* Brano fornito:
------------------------

Pecore o Laureati? Io e il mondo del lavoro 10 anni dopo…

Mi sono laureato nella magistrale in Scienze della Comunicazione pubblica, sociale e politica 10 anni fa, nel luglio del 2007. Erano gli anni del boom di internet e in particolare dell’esplosione dei social e del web 2.0. Il momento ideale – direbbe qualcuno – per laurearsi in comunicazione.

laurea festeggiamenti

Su questo chiedo al lettore di smorzare il riso. Pochi mesi dopo, nell’autunno del 2008, scoppia la cosiddetta crisi dei subprime e il mondo del lavoro, almeno in Italia, non sarà più lo stesso. Augurandoci, come giusto, che detta crisi possa finire, almeno prima di quando noi laureati del 2007 andremo in pensione.

Ricevo in quei giorni autunnali del 2007 una mail di un mio compagno di università, di nome Dino, che lamenta le difficoltà che sta incontrando dopo la laurea. Difficoltà a trovare lavoro nonostante il titolo, lavori sottopagati, incarichi non pertinenti con il titolo di studio.

Ecco allora che io, laureato in comunicazione da pochi mesi e in quel momento scarsamente occupato, mi metto al pc e scrivo al mio amico una lettera. 10 anni fa appunto. Senza ancora aver davvero lavorato in vita mia, scrivo quelle righe con passione e secondo quello che ritengo giusto. Ho 28 anni, del resto.

Ma cosa scrissi a Dino? Lo riporto qui di seguito, identico, e dopo scopriremo insieme cosa il me stesso del 2017 avrà da dire al me stesso del 2007.

Sembra Ritorno al futuro, e in un certo senso è proprio così.


Pecore o Laureati?

Caro Dino,
innanzitutto auguri perché le tue attuali difficoltà possano passare presto.

La mail che mi mandasti mi è di ispirazione per alcune banalissime riflessioni sull’attuale mercato del lavoro. Inizio da una domanda: tu sei un lupo (metaforico) e trovi innanzi a te una pecora, che fai?

pecora

La mangi, anzi, la sbrani, la divori. Così fan tutti. E se tu sei un’azienda privata, e il legislatore mette innanzi a te una legge che ti consente di assumere gente (quasi) gratis, tu che fai? La assumi, con le ben note modalità. E se non lo fai, i tuoi concorrenti ti fregano, perché si avvaleranno di manodopera decisamente economica, e alquanto redditizia.

Ma come? Redditizia gente che lavora con te 3 mesi e poi se ne va? Come fa a diventare brava in quel lavoro o professione? Certo che sì, i lavoratori precari sono meno efficienti di coloro che lavorano in un posto da 30 anni, ma…

Riprendiamo una nozione di economia politica. Se la domanda di lavoro è alta e l’offerta piuttosto scadente, che succede? Alcune semplici cosette:

  1. Io lavoratore accetto qualsiasi offerta capestro mi facciano, perché devo lavorare. Accetto contratti schifosi, nessuno mi offre di meglio.

------------------------

* Dettagli del compito: Porta avanti il brano sui laureati e il mondo del lavoro, riprendendo subito dopo la sua ultima frase.

* Materiale fornito:

------------------------

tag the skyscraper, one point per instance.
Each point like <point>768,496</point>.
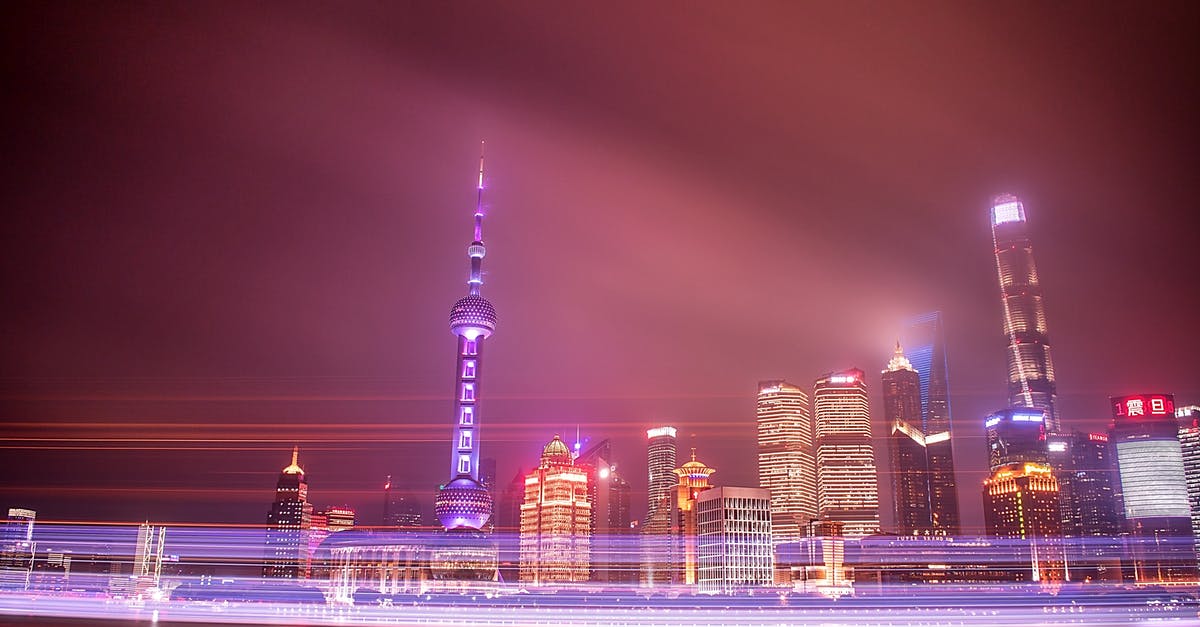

------------------------

* Risposta corretta:
  2. Io lavoratore sono disposto a fare lavori che non c’entrano nulla con i miei studi, e francamente sgodevoli, ma non ho alternative!
  3. Cruciale: io lavoratore precario mi faccio il mazzo, do il 101%, perché solo così ho (piccole) speranze di essere assunto. Come co.co.pro, lavoratore a progetto o sfigato. E si ricomincia da capo. Le aziende godono: manodopera a basso costo ma (spesso) stakanovista.

Da queste lapalissiane considerazioni emerge che il rapporto fra lavoratori (giovani) e aziende si è completamente sbilanciato a favore delle seconde. Siamo tornati ai tempi di Ebenezer Scrooge.

Ebenezer Scrooge

Ma in fondo non dovremmo essere troppo pessimisti. Perché mi guardo intorno, nelle aziende con cui collaboro. E vedo che la maggioranza delle persone che lavora lì ad eternum è ben più sprovveduta di me novellino. Abbiamo una laurea, siamo tutt’altro che minchioni. E allora lancio il grido:

University Pride!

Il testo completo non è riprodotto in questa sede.